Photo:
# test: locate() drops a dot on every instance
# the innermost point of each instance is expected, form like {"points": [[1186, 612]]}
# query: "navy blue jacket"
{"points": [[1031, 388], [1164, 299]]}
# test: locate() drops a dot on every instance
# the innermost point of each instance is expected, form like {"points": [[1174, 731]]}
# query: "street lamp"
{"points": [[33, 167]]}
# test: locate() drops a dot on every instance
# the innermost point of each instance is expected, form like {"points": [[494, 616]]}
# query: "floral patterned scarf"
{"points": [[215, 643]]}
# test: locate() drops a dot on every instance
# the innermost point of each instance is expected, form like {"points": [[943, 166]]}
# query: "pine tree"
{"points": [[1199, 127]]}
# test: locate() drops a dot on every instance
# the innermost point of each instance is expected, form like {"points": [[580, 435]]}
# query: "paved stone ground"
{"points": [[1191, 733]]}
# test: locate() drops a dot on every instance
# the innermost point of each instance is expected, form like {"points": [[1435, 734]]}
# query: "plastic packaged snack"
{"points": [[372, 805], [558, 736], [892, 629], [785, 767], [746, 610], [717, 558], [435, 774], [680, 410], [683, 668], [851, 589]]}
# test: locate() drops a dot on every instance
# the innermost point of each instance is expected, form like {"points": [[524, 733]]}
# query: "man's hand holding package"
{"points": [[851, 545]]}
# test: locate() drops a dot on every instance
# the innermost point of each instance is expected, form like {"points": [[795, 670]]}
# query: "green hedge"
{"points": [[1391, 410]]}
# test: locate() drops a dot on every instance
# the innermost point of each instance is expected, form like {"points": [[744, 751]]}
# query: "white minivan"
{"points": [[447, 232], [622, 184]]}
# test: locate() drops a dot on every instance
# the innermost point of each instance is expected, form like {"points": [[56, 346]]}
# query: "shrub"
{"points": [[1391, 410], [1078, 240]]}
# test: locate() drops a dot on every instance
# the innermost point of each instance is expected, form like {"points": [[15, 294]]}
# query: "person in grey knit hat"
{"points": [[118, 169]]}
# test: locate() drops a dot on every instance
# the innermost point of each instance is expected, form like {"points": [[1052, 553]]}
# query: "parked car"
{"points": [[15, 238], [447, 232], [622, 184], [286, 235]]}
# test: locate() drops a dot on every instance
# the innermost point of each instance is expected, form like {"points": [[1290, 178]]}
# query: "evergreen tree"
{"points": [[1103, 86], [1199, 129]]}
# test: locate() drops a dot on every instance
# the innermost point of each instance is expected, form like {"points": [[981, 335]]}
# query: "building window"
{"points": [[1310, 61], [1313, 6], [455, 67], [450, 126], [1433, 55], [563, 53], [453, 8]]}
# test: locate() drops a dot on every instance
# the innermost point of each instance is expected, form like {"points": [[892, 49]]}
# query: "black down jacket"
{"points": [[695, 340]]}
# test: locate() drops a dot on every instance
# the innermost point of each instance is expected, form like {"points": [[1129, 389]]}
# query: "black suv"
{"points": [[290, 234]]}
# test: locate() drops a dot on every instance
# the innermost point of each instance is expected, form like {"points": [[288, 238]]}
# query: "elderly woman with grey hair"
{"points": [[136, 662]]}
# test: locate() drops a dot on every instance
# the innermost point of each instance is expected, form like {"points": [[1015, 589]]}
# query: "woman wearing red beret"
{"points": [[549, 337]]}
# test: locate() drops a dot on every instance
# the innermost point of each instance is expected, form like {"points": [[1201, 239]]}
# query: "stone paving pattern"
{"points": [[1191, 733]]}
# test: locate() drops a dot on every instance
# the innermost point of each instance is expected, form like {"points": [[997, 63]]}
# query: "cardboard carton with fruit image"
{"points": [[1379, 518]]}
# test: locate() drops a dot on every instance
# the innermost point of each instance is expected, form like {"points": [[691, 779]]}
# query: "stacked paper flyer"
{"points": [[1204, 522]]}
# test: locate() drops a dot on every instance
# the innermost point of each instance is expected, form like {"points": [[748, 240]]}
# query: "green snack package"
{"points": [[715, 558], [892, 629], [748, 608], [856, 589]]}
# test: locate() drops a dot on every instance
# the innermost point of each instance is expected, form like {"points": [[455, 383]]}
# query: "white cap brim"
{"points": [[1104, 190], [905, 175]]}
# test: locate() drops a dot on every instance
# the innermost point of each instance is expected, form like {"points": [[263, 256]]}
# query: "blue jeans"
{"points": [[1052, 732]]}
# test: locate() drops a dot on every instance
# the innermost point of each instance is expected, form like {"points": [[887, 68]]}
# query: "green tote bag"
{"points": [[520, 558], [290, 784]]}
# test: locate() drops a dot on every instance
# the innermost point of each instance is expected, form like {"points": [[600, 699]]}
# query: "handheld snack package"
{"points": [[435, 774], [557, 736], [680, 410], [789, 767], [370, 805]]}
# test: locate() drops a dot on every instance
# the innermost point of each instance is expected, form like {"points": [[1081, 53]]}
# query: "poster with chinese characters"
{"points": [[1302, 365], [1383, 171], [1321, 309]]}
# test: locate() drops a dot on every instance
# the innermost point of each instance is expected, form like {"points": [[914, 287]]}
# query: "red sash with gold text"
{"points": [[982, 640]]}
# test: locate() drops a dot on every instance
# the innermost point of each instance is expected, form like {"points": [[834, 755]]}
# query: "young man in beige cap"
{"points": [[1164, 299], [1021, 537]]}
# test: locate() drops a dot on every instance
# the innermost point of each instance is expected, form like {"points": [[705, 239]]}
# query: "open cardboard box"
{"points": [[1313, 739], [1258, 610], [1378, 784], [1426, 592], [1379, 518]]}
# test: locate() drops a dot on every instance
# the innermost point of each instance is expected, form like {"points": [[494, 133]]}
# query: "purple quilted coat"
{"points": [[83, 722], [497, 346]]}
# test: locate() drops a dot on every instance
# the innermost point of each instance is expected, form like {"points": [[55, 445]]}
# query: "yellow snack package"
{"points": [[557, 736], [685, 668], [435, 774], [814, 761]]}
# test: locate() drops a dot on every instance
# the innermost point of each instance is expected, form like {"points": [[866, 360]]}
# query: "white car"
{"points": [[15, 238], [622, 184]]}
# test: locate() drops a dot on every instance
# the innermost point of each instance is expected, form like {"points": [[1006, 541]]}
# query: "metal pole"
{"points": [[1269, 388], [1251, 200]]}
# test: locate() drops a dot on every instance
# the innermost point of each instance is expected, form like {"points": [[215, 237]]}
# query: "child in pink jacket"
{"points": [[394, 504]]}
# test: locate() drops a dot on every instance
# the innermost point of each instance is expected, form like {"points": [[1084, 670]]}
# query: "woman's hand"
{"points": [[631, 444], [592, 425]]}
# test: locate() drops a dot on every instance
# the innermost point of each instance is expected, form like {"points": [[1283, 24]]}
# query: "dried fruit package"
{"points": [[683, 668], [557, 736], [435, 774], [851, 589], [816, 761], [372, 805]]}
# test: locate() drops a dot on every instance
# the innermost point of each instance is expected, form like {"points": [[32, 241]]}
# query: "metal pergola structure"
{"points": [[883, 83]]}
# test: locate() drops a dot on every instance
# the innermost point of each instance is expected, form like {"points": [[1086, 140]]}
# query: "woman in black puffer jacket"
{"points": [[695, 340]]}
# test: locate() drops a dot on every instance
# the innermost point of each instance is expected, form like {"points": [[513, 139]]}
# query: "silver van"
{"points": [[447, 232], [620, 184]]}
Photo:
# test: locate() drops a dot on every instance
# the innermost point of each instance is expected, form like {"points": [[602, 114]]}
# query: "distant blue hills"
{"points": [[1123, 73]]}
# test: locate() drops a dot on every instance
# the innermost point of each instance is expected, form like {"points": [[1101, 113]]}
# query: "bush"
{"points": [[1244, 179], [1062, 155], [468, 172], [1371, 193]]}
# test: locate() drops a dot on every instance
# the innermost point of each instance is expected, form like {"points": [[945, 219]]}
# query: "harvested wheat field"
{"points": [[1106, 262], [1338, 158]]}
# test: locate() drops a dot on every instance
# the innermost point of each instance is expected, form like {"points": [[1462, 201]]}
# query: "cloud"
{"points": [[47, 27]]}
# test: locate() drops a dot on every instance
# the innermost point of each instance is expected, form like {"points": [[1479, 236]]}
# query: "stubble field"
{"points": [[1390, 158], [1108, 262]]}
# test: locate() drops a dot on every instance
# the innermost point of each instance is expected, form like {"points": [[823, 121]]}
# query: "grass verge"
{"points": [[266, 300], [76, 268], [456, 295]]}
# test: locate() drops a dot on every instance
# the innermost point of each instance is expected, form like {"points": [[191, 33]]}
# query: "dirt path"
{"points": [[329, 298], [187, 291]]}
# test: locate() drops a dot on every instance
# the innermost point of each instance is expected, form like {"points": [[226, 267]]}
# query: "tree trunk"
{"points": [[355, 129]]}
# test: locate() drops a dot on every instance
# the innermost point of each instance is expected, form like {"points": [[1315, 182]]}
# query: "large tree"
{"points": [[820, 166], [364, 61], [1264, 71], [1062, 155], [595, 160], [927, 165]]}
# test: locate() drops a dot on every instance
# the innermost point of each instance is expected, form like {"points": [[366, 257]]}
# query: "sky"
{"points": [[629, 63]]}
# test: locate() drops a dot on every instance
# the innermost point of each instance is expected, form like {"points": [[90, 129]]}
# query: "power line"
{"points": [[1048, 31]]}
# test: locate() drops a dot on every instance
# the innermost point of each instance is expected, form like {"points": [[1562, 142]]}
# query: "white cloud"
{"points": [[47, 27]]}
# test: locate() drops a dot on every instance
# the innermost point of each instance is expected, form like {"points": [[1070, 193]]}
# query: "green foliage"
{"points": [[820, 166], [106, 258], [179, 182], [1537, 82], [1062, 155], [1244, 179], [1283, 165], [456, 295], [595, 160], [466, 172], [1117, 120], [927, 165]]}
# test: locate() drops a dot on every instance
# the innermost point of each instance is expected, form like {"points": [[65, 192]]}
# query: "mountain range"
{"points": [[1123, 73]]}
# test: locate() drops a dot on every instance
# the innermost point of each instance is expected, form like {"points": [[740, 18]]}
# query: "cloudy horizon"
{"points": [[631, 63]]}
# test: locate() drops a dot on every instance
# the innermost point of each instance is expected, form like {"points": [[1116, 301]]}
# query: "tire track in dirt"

____

### Soal Tugas
Kumpulkan setiap baris dari entri di atas yang memuat kata "dirt", dengan membedakan huruf besar dan huruf kecil.

### Jawaban Tertulis
# query: "dirt path"
# query: "tire track in dirt"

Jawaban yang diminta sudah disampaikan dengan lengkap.